■ WHAT TO PRODUCE ■
Starting from the line containing "Could you point to the wet", write out the rest of the entries exactly, through the final line, including nothing else.

━━━ INPUT RECORDS

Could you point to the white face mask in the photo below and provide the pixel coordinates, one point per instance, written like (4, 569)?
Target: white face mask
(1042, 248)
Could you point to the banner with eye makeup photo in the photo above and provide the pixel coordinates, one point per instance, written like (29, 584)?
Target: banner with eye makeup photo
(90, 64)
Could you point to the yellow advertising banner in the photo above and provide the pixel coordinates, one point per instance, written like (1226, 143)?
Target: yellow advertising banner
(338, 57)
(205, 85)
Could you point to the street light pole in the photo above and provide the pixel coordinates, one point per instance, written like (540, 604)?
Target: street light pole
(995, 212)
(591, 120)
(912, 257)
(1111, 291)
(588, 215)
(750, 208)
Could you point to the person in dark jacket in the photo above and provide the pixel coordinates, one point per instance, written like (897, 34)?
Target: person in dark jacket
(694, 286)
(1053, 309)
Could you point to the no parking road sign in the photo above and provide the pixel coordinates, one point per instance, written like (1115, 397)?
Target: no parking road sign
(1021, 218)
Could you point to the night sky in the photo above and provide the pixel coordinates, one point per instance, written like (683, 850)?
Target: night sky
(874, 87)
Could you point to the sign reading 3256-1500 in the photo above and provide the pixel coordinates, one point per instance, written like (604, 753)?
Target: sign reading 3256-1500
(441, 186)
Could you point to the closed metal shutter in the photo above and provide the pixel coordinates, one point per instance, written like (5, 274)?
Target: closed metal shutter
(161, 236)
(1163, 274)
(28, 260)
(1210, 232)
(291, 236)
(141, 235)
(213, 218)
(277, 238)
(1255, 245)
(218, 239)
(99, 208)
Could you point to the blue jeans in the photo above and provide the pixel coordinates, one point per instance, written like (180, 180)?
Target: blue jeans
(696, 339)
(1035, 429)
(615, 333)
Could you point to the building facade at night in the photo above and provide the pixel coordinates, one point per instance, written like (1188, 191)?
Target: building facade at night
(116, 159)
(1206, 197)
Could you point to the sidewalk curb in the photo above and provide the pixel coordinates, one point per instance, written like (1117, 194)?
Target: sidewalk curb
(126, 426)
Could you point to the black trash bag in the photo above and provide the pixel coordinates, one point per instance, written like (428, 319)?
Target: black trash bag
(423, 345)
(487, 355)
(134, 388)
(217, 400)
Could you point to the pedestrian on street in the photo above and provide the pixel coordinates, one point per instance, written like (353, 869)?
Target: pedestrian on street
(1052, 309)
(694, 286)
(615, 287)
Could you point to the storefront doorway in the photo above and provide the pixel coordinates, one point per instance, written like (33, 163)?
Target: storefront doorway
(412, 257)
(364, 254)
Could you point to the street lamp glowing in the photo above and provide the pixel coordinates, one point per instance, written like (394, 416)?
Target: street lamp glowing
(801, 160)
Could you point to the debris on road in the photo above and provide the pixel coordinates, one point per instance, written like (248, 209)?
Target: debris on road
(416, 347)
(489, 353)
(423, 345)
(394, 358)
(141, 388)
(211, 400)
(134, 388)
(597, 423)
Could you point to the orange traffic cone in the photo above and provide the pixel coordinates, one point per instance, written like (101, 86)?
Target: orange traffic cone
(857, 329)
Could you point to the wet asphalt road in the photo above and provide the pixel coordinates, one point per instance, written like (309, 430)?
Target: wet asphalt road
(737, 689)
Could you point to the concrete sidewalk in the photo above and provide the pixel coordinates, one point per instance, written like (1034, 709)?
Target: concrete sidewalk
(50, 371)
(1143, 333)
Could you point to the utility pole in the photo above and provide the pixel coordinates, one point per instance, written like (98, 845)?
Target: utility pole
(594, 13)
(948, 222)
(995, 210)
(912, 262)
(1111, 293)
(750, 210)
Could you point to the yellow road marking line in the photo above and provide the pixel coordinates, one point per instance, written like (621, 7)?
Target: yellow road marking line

━━━━━━

■ TASK RESPONSE ■
Could you point to the wet asphalt road in the photo above and provide the pixel coordinates, one point per instance, written like (309, 430)?
Target: wet asphalt road
(737, 689)
Could you point to the concrete sidewalk in the photo above and provide the pixel coordinates, one point per instance, written like (1034, 709)?
Target: concrete sidewalk
(50, 371)
(1143, 333)
Could you point to the utility pole in the photo above and provide the pixel coordinates, one point per instance, written like (98, 845)?
Target: utility pole
(594, 13)
(948, 222)
(995, 210)
(912, 262)
(1111, 293)
(750, 210)
Could you point to the yellow road marking line in the photo above and provide the pixel coordinates, one point per instance, written like (621, 7)?
Target: yellow road marking line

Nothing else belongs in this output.